## Extracted entries
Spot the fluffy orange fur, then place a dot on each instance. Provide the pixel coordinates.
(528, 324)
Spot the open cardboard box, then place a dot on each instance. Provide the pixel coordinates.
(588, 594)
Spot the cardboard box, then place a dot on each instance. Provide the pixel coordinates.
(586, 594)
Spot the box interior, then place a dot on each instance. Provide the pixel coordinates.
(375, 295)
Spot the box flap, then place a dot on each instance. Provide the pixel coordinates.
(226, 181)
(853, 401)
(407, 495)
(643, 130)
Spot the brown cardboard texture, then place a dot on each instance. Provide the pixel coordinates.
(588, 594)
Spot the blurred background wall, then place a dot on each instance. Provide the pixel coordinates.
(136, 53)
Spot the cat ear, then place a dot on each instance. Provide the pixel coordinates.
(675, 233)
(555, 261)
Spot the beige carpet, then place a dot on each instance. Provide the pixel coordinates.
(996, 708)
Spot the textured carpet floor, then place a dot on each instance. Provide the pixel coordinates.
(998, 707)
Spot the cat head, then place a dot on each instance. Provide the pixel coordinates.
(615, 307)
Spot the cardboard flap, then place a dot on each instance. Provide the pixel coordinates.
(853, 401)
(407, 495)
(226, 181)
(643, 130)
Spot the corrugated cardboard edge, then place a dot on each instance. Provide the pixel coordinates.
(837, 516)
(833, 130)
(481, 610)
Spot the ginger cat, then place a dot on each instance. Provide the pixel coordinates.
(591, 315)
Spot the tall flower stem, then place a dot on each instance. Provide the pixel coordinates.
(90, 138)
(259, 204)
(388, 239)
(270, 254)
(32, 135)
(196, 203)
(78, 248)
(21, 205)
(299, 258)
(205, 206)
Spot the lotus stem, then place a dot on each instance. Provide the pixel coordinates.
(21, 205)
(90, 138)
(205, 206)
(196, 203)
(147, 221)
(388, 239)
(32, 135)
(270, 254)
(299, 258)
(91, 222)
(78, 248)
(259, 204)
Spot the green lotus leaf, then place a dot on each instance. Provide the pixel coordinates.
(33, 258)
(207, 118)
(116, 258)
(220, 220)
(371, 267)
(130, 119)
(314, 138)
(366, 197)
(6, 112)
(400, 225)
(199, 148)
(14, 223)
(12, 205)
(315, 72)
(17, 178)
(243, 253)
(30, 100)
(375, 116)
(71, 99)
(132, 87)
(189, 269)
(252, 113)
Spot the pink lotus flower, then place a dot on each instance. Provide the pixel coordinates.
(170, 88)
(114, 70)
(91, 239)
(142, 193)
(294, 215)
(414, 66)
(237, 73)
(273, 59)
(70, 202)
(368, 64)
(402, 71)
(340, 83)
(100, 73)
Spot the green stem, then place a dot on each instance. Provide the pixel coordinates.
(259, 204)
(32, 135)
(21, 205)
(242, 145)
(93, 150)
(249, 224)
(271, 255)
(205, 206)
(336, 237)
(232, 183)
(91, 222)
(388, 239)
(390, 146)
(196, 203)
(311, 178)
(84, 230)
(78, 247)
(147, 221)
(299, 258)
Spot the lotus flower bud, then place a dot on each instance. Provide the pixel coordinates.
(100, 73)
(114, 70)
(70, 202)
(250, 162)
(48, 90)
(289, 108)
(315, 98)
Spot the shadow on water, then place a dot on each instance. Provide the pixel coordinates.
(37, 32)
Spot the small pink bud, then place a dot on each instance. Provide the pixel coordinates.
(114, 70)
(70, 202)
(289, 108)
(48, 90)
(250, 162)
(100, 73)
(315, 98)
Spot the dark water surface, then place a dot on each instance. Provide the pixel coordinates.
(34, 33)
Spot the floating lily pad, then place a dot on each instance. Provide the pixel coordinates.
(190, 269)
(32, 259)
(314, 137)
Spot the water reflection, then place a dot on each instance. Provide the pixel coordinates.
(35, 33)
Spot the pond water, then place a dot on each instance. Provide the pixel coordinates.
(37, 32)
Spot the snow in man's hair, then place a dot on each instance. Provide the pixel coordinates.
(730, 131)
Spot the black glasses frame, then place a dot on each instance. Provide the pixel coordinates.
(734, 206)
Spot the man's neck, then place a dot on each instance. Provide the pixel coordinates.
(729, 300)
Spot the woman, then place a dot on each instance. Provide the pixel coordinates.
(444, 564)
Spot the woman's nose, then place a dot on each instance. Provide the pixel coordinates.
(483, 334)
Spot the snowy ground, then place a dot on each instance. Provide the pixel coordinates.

## Work to complete
Transcribe the full listing. Change nothing.

## Reply to the exercise
Spot the fluffy orange fur, then place a dot on each instance. Provide the pixel coordinates.
(528, 324)
Spot the open cardboard box, then place a dot on each instance. Provide the pixel coordinates.
(588, 594)
Spot the cardboard box, then place a dot on each instance. Provide the pixel coordinates.
(586, 594)
Spot the box interior, then place a dot on each instance. Provide the pixel coordinates.
(375, 295)
Spot the box flap, then place a dot on each instance. Provide the pixel coordinates.
(226, 181)
(853, 401)
(407, 495)
(643, 130)
Spot the brown cardboard texture, then place a dot on each instance. Provide the pixel coordinates.
(588, 594)
Spot the blurred background wall, then place a dot on each instance. Provide the pixel coordinates.
(136, 53)
Spot the cat ear, then place a dot on each instance. Provide the pixel coordinates.
(675, 233)
(555, 261)
Spot the beige carpet, then place a dot on each instance. Provide the pixel coordinates.
(996, 708)
Spot the textured carpet floor, then place a dot on each instance. Provide the pixel coordinates.
(998, 707)
Spot the cat head, then place a dot on each instance. Provide the pixel coordinates.
(615, 307)
Spot the cardboard flap, then place a dot on each instance. Provide the pixel coordinates.
(853, 401)
(407, 495)
(226, 181)
(643, 130)
Spot the corrugated cardboard edge, then place a dot on each instance. Provide the pixel coordinates.
(837, 516)
(833, 130)
(481, 610)
Spot the ginger cat, then place a dot on each instance. Provide the pixel coordinates.
(591, 315)
Spot the tall flower stem, then place a dot on each instance. Provide the pixel coordinates.
(90, 138)
(259, 204)
(388, 239)
(270, 254)
(32, 135)
(196, 203)
(78, 248)
(21, 205)
(299, 258)
(205, 206)
Spot the lotus stem, then place a dot on each instance. Provide the pixel coordinates.
(21, 205)
(90, 138)
(205, 206)
(196, 203)
(147, 221)
(388, 239)
(32, 135)
(270, 254)
(299, 258)
(91, 222)
(78, 248)
(259, 204)
Spot the green lotus leaf, then place a dot on each instance. Provide the pixel coordinates.
(33, 258)
(207, 118)
(116, 258)
(220, 220)
(371, 267)
(130, 119)
(314, 138)
(366, 197)
(6, 112)
(400, 225)
(199, 148)
(14, 223)
(12, 205)
(315, 72)
(17, 178)
(243, 253)
(30, 100)
(375, 116)
(71, 99)
(132, 87)
(189, 269)
(252, 113)
Spot the pink lotus flower, then place a dot on each instance. Provide the pixel coordinates.
(170, 88)
(114, 70)
(91, 239)
(142, 193)
(294, 215)
(414, 66)
(237, 73)
(273, 59)
(70, 202)
(368, 64)
(402, 71)
(340, 83)
(100, 73)
Spot the green stem, then place a dot on each instance. Provide the pixel coordinates.
(259, 204)
(32, 135)
(21, 205)
(242, 145)
(93, 150)
(249, 224)
(271, 255)
(205, 206)
(336, 237)
(232, 183)
(91, 222)
(388, 239)
(390, 146)
(196, 203)
(311, 178)
(84, 230)
(78, 247)
(147, 221)
(299, 258)
Spot the lotus flower bud, then place a dot on each instance. Provide the pixel coordinates.
(100, 73)
(114, 70)
(70, 202)
(250, 162)
(48, 90)
(289, 108)
(315, 98)
Spot the shadow on water, then place a dot on each instance. Provide the pixel coordinates.
(37, 32)
Spot the small pink bud, then place a dot on each instance. Provide the pixel coordinates.
(114, 70)
(70, 202)
(289, 108)
(48, 90)
(250, 162)
(100, 73)
(315, 98)
Spot the dark water surface, then place a dot on each instance. Provide the pixel coordinates.
(34, 33)
Spot the floating lily pad, then place a dot on each instance. Provide the pixel coordinates.
(190, 269)
(32, 259)
(314, 137)
Spot the water reflection, then place a dot on each instance. Provide the pixel coordinates.
(35, 33)
Spot the pond water, then place a dot on each instance. Provide the pixel coordinates.
(37, 32)
Spot the snow in man's hair, then place a dot on each instance. Provide the pixel coordinates.
(730, 131)
Spot the black glasses frame, then place a dot on each instance. Provide the pixel coordinates.
(734, 206)
Spot the man's neck, then place a dot on each instance. Provide the pixel coordinates.
(729, 300)
Spot the woman, then place a dot on each instance. Provide the pixel coordinates.
(444, 564)
Spot the woman's nose, then place a dot on each instance. Provide the pixel coordinates.
(483, 334)
Spot the snowy ground, then place a dot on each instance. Provide the pixel coordinates.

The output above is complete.